▶ DIRECTIONS FOR THIS TASK: Reproduce the part of the rows below that opens with their first line and closes with the line containing "140L249 142L249 154L250", both ends included. Leave the pictures out of your copy.

▶ RECORDS FOR PROCESSING:
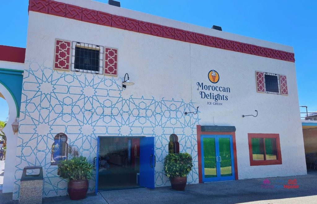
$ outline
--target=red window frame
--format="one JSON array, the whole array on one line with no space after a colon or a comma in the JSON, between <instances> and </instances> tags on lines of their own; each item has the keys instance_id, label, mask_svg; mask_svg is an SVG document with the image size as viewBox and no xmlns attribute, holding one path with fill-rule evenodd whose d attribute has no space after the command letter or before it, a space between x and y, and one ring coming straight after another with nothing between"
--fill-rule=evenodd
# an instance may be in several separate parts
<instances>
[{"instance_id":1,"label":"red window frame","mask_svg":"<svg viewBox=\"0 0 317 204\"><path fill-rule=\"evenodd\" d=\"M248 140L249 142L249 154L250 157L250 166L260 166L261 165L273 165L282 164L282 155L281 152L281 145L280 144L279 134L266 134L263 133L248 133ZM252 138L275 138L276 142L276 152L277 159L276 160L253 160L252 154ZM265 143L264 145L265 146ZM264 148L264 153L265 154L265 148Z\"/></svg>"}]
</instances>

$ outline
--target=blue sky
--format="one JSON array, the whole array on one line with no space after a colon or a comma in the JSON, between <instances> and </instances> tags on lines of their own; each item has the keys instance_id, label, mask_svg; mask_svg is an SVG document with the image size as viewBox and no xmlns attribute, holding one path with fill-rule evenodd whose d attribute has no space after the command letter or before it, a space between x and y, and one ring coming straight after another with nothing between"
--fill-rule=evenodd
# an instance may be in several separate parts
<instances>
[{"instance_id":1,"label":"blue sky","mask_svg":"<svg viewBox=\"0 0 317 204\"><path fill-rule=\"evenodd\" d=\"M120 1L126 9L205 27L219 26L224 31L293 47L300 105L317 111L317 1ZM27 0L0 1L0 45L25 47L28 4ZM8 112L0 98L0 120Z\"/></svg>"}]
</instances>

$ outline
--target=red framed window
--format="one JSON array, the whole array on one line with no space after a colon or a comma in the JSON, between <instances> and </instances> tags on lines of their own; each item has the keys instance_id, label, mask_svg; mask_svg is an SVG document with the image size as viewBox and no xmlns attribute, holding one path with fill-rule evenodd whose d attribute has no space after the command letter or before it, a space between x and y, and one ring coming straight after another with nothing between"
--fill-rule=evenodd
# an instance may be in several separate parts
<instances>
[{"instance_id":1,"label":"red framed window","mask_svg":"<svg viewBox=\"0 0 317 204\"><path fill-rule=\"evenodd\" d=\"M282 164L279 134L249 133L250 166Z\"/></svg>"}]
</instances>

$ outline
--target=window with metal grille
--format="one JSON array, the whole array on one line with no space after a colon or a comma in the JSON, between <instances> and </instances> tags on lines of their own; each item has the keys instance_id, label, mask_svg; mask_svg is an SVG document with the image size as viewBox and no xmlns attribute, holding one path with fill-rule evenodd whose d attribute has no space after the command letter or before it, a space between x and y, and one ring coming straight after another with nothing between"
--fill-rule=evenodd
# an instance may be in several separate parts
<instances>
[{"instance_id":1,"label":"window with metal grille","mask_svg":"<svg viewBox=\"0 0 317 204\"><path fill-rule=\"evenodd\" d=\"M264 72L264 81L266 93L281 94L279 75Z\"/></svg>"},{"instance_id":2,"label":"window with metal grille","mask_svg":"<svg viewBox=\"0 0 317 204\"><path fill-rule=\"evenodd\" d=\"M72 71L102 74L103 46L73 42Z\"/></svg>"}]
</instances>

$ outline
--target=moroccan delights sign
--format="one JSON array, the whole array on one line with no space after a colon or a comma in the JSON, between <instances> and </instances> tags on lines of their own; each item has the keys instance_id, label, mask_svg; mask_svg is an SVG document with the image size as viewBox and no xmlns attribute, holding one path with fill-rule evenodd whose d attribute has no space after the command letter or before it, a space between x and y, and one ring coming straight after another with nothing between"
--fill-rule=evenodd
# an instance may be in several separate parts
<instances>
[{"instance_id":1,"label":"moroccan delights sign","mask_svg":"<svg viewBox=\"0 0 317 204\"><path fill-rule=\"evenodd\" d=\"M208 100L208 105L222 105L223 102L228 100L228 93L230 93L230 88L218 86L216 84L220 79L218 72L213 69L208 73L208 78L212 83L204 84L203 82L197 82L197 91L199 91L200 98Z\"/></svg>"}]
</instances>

▶ THE RESPONSE:
$ outline
--target=red window frame
--format="one JSON array, the whole array on one line with no space after a colon or a comma in the JSON, between <instances> and </instances> tags on lines of their own; each item has the keys instance_id, label, mask_svg; mask_svg is an SVG document with the image size as viewBox and no xmlns attribute, holding one path with fill-rule evenodd whose d attribute has no space after the command letter or before it, a space between x and y, and one ring coming straight after another with nothing between"
--fill-rule=evenodd
# an instance may be in several separate parts
<instances>
[{"instance_id":1,"label":"red window frame","mask_svg":"<svg viewBox=\"0 0 317 204\"><path fill-rule=\"evenodd\" d=\"M248 140L249 142L249 154L250 157L250 166L260 166L261 165L273 165L282 164L282 155L281 152L281 145L280 144L279 134L266 134L263 133L248 133ZM252 138L275 138L276 142L276 152L277 159L276 160L253 160L252 154ZM265 143L264 145L265 146ZM264 148L264 153L265 154L265 148Z\"/></svg>"}]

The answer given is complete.